Objective >>
Rewrite the listing from its start down to the line containing "213 66 L 215", swapping "green grass patch" for "green lawn" and keeping everything else the same. Leave the pictures out of your answer.

Data for this exercise >>
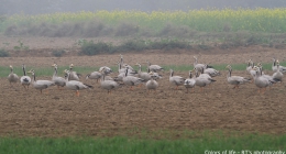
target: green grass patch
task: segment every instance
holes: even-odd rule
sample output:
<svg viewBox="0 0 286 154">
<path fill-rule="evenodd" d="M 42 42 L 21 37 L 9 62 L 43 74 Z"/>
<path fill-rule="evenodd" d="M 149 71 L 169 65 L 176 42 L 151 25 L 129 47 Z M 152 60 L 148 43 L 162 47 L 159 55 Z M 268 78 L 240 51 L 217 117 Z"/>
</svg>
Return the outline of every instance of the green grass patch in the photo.
<svg viewBox="0 0 286 154">
<path fill-rule="evenodd" d="M 213 66 L 215 69 L 217 70 L 227 70 L 226 66 L 228 64 L 216 64 L 211 65 Z M 280 65 L 286 66 L 286 62 L 280 62 Z M 233 70 L 246 70 L 246 64 L 232 64 L 232 69 Z M 132 66 L 134 69 L 138 70 L 138 66 Z M 188 72 L 194 69 L 193 64 L 190 65 L 163 65 L 162 66 L 165 72 L 168 72 L 169 69 L 174 69 L 174 72 Z M 19 76 L 23 75 L 22 66 L 13 66 L 14 73 L 18 74 Z M 64 70 L 68 69 L 68 66 L 59 66 L 58 67 L 58 76 L 64 76 Z M 118 66 L 110 66 L 110 68 L 113 70 L 113 73 L 118 72 Z M 146 66 L 142 66 L 142 72 L 146 72 Z M 10 73 L 9 66 L 0 66 L 0 77 L 8 77 Z M 31 67 L 26 66 L 26 72 L 30 69 L 35 70 L 36 76 L 53 76 L 54 74 L 54 68 L 53 67 Z M 88 67 L 88 66 L 77 66 L 74 68 L 75 72 L 81 74 L 81 75 L 87 75 L 92 72 L 98 72 L 99 66 L 96 67 Z M 263 69 L 264 70 L 272 70 L 272 63 L 263 63 Z"/>
<path fill-rule="evenodd" d="M 169 134 L 169 133 L 168 133 Z M 170 133 L 172 134 L 172 133 Z M 186 131 L 179 139 L 150 139 L 138 136 L 113 138 L 0 138 L 0 153 L 16 154 L 199 154 L 210 151 L 286 151 L 286 134 L 222 131 Z M 167 136 L 167 135 L 166 135 Z"/>
<path fill-rule="evenodd" d="M 112 43 L 86 41 L 79 40 L 78 45 L 81 46 L 80 55 L 97 55 L 97 54 L 111 54 L 116 52 L 141 52 L 146 50 L 164 50 L 169 51 L 174 48 L 190 50 L 189 42 L 176 38 L 161 38 L 161 40 L 129 40 L 122 42 L 120 45 L 113 45 Z"/>
</svg>

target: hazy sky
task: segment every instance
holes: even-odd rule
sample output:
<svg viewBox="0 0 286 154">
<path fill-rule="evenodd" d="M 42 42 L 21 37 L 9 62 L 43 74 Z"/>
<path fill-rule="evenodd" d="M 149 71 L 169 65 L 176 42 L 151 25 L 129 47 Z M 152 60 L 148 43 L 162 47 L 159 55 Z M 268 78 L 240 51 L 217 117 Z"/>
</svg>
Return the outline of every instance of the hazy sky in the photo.
<svg viewBox="0 0 286 154">
<path fill-rule="evenodd" d="M 277 8 L 286 0 L 0 0 L 0 14 L 38 14 L 97 10 L 183 10 L 206 8 Z"/>
</svg>

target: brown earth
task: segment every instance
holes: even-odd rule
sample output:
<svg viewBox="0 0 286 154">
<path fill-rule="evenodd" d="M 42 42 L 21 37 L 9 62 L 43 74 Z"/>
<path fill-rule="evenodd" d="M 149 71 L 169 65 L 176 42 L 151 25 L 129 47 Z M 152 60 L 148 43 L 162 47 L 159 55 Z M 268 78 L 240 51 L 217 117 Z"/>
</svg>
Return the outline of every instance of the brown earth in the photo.
<svg viewBox="0 0 286 154">
<path fill-rule="evenodd" d="M 63 40 L 62 40 L 63 41 Z M 32 41 L 31 41 L 32 42 Z M 33 43 L 40 44 L 41 38 Z M 68 43 L 62 42 L 63 47 Z M 65 45 L 64 45 L 65 44 Z M 30 44 L 29 44 L 30 45 Z M 46 44 L 45 44 L 46 45 Z M 31 45 L 32 46 L 32 45 Z M 48 48 L 44 46 L 43 48 Z M 51 47 L 52 48 L 52 47 Z M 35 51 L 43 51 L 35 47 Z M 73 51 L 73 48 L 70 50 Z M 75 50 L 76 51 L 76 50 Z M 244 63 L 249 58 L 255 62 L 271 63 L 271 57 L 286 58 L 283 50 L 261 46 L 239 47 L 231 51 L 213 48 L 211 51 L 148 51 L 142 54 L 124 54 L 125 63 L 145 62 L 161 65 L 193 65 L 193 56 L 199 55 L 199 62 L 211 64 Z M 45 52 L 43 52 L 45 55 Z M 57 57 L 7 57 L 0 58 L 0 66 L 111 66 L 119 61 L 119 55 L 64 56 Z M 77 70 L 80 72 L 80 70 Z M 7 73 L 9 74 L 9 73 Z M 187 77 L 187 73 L 177 73 Z M 245 76 L 245 72 L 233 74 Z M 272 72 L 267 72 L 272 74 Z M 116 74 L 113 74 L 114 76 Z M 275 85 L 265 95 L 257 94 L 254 84 L 232 89 L 227 84 L 227 72 L 216 77 L 217 81 L 205 92 L 195 88 L 195 92 L 186 94 L 182 87 L 174 91 L 169 87 L 168 72 L 158 80 L 155 92 L 146 92 L 145 88 L 133 91 L 122 87 L 107 95 L 99 84 L 81 79 L 94 85 L 91 90 L 74 91 L 56 87 L 47 89 L 48 94 L 40 94 L 34 88 L 24 90 L 20 85 L 11 88 L 6 78 L 0 79 L 0 135 L 114 135 L 121 130 L 142 128 L 146 130 L 237 130 L 282 134 L 286 132 L 286 103 L 284 84 Z M 51 77 L 38 77 L 50 79 Z M 107 133 L 108 132 L 108 133 Z"/>
</svg>

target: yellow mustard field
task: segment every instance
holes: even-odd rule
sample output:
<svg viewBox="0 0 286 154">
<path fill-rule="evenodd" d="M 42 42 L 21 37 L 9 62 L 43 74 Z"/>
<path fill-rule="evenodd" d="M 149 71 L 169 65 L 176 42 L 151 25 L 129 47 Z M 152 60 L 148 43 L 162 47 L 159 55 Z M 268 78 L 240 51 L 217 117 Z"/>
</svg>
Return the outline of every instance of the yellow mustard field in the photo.
<svg viewBox="0 0 286 154">
<path fill-rule="evenodd" d="M 38 15 L 15 14 L 0 22 L 2 31 L 10 25 L 31 25 L 36 23 L 59 24 L 63 22 L 86 22 L 100 20 L 108 25 L 130 22 L 136 26 L 157 32 L 166 24 L 188 26 L 201 32 L 250 31 L 283 33 L 286 31 L 286 9 L 223 9 L 223 10 L 189 10 L 189 11 L 97 11 L 64 12 Z"/>
</svg>

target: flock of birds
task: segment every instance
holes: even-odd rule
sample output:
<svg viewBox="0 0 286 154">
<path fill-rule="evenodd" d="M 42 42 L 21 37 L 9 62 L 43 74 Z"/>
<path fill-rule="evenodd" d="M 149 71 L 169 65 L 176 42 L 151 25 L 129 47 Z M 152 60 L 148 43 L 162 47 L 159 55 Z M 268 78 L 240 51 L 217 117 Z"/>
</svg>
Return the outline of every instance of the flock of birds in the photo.
<svg viewBox="0 0 286 154">
<path fill-rule="evenodd" d="M 216 70 L 208 64 L 199 64 L 196 56 L 194 56 L 194 69 L 189 70 L 188 78 L 175 76 L 174 70 L 169 70 L 169 82 L 175 86 L 174 89 L 178 89 L 179 86 L 185 86 L 188 92 L 189 89 L 194 89 L 197 86 L 200 87 L 200 90 L 204 90 L 204 87 L 215 82 L 216 79 L 213 78 L 220 75 L 220 72 Z M 130 89 L 133 89 L 134 86 L 142 86 L 143 84 L 150 92 L 151 90 L 157 89 L 157 80 L 162 78 L 160 73 L 164 72 L 164 68 L 158 65 L 151 65 L 150 62 L 146 63 L 147 72 L 142 72 L 141 64 L 139 63 L 135 64 L 139 67 L 139 70 L 135 70 L 123 62 L 123 56 L 121 55 L 120 62 L 118 62 L 118 76 L 110 77 L 109 75 L 113 73 L 112 69 L 108 66 L 102 66 L 98 72 L 88 74 L 86 79 L 96 79 L 97 82 L 100 80 L 100 87 L 106 89 L 108 94 L 123 85 L 129 86 Z M 28 89 L 29 86 L 32 85 L 35 89 L 40 90 L 41 94 L 44 89 L 51 86 L 57 86 L 58 88 L 66 87 L 67 89 L 75 90 L 76 96 L 79 96 L 79 90 L 92 88 L 92 86 L 80 81 L 80 75 L 73 70 L 73 64 L 69 65 L 69 69 L 64 70 L 65 77 L 57 75 L 57 64 L 53 64 L 52 67 L 54 67 L 54 75 L 51 80 L 37 80 L 35 72 L 33 69 L 26 72 L 25 65 L 22 65 L 23 76 L 20 78 L 21 85 L 24 89 Z M 228 65 L 226 68 L 229 70 L 227 81 L 230 85 L 233 85 L 234 89 L 245 82 L 254 82 L 256 87 L 258 87 L 258 92 L 262 94 L 264 94 L 266 88 L 271 87 L 273 84 L 282 82 L 283 76 L 286 73 L 286 67 L 280 66 L 279 61 L 275 58 L 273 58 L 272 65 L 272 69 L 274 72 L 273 75 L 266 75 L 263 72 L 262 64 L 257 63 L 255 66 L 251 59 L 248 62 L 246 66 L 246 70 L 251 75 L 251 78 L 232 76 L 232 67 Z M 11 65 L 10 69 L 11 73 L 8 76 L 8 80 L 12 86 L 12 82 L 19 81 L 19 76 L 13 73 L 13 67 Z M 32 78 L 28 76 L 26 73 L 31 74 Z"/>
</svg>

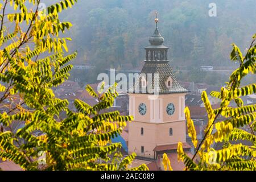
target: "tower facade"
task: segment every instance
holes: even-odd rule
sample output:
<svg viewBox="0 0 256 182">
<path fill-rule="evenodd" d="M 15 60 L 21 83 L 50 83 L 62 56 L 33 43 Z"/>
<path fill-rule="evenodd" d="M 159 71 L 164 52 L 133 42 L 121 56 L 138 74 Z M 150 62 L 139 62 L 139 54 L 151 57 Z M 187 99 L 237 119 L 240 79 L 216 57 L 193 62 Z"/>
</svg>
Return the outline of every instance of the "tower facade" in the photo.
<svg viewBox="0 0 256 182">
<path fill-rule="evenodd" d="M 150 45 L 145 48 L 144 67 L 129 90 L 129 114 L 134 121 L 129 126 L 128 148 L 129 152 L 138 156 L 155 158 L 158 152 L 174 150 L 179 142 L 185 143 L 183 111 L 188 90 L 174 76 L 168 59 L 169 48 L 163 45 L 157 16 L 155 21 Z"/>
</svg>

Reply >>
target: green lawn
task: segment every instance
holes: even-odd rule
sample output:
<svg viewBox="0 0 286 154">
<path fill-rule="evenodd" d="M 42 42 L 21 37 L 9 62 L 43 74 Z"/>
<path fill-rule="evenodd" d="M 149 71 L 169 65 L 176 42 L 151 25 L 129 47 Z M 152 60 L 148 43 L 162 47 L 159 55 Z M 268 78 L 240 51 L 217 117 Z"/>
</svg>
Return the outline of every instance of the green lawn in the photo.
<svg viewBox="0 0 286 154">
<path fill-rule="evenodd" d="M 213 66 L 215 69 L 217 70 L 227 70 L 226 66 L 228 64 L 216 64 L 211 65 Z M 280 65 L 286 66 L 286 62 L 280 62 Z M 233 70 L 246 70 L 246 64 L 232 64 L 232 69 Z M 132 66 L 134 69 L 138 70 L 138 66 Z M 188 72 L 194 69 L 193 64 L 190 65 L 163 65 L 162 66 L 165 72 L 168 72 L 169 69 L 174 69 L 174 72 Z M 19 76 L 23 75 L 22 66 L 13 66 L 14 73 L 18 74 Z M 64 70 L 68 69 L 68 66 L 59 66 L 58 67 L 58 76 L 64 76 Z M 118 66 L 110 66 L 110 68 L 113 70 L 113 73 L 118 72 Z M 146 66 L 142 66 L 142 72 L 146 72 Z M 10 73 L 9 66 L 0 66 L 0 77 L 8 77 Z M 31 67 L 26 66 L 26 72 L 30 69 L 35 70 L 36 76 L 53 76 L 54 74 L 54 68 L 53 67 Z M 88 67 L 88 66 L 77 66 L 74 68 L 75 72 L 81 74 L 81 75 L 87 75 L 92 72 L 98 72 L 99 66 L 96 67 Z M 263 69 L 264 70 L 272 70 L 272 63 L 263 63 Z"/>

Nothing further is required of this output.